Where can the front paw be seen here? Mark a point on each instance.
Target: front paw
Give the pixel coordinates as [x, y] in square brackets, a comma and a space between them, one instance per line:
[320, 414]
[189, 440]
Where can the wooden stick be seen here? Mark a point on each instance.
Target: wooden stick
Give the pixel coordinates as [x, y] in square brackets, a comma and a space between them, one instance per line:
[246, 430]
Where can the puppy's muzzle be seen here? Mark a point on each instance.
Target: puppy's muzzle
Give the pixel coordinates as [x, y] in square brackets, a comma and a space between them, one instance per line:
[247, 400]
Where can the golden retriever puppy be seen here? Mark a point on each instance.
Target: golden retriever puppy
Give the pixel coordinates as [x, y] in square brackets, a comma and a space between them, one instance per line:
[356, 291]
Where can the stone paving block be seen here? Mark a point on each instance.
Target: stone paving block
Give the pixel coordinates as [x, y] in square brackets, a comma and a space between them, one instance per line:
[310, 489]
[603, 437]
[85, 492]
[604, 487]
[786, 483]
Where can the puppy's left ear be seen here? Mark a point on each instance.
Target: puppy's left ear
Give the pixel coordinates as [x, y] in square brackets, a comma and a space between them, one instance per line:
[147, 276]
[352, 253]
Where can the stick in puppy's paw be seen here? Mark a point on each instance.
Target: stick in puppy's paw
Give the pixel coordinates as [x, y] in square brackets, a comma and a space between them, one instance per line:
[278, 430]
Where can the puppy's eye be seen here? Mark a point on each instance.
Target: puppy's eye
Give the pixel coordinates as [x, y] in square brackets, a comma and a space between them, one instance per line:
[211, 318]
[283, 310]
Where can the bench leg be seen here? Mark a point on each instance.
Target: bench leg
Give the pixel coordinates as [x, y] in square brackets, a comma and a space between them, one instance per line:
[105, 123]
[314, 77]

- [Your assignment]
Reproduce the material verbatim, line by line.

- [Completed exercise]
Where can the front paw be seen here? Mark a point on each instance.
Target: front paw
Give the pixel coordinates as [x, y] in square brackets, a comma and a space between them, one instance per line:
[320, 414]
[189, 440]
Where can the wooden stick be seen here? Mark a point on each instance.
Target: wooden stick
Give the pixel coordinates as [x, y] in square brackets, a comma and a space between them, one instance per line:
[246, 430]
Where can the puppy's muzzle be seen here? Mark a point on each instance.
Target: puppy's muzzle
Give the pixel coordinates as [x, y] in square brackets, a comma and a space between them, one instance per line:
[247, 400]
Where can the golden retriever puppy be seen here? Mark a point on each instance.
Target: golden retriever puppy
Give the pixel coordinates as [x, y] in square brackets, a comma and a space between them, one instance per line:
[356, 291]
Where can the stone paving block be seen here? Mark a point on each instance.
Target: stone paving block
Give the pixel coordinates as [x, y] in square brackets, a comma and a space between them, one instance per line:
[310, 489]
[603, 437]
[85, 492]
[604, 487]
[786, 483]
Where can the puppy's left ear be seen here? Mark a point on each instance.
Target: puppy's left ear
Give the pixel coordinates as [x, y] in square brackets, a comma and a space between them, one instance per line:
[147, 276]
[352, 253]
Where can the stick in puppy's paw be seen here? Mark a point on each instance.
Target: stick in puppy's paw
Give the pixel coordinates as [x, y] in square brackets, a comma and a space between them, one instance per line:
[278, 430]
Where can the puppy's eye be seen here? Mark a point on each instance.
Target: puppy's eye
Give the pixel coordinates as [x, y] in square brackets, a comma and a space between them, one instance per line:
[211, 318]
[283, 310]
Where can the bench leg be seen here? Mark a point on each instance.
Target: bench leg
Give the pixel coordinates as [x, y] in square brackets, a comma and a space between them, one instance per line:
[105, 123]
[314, 77]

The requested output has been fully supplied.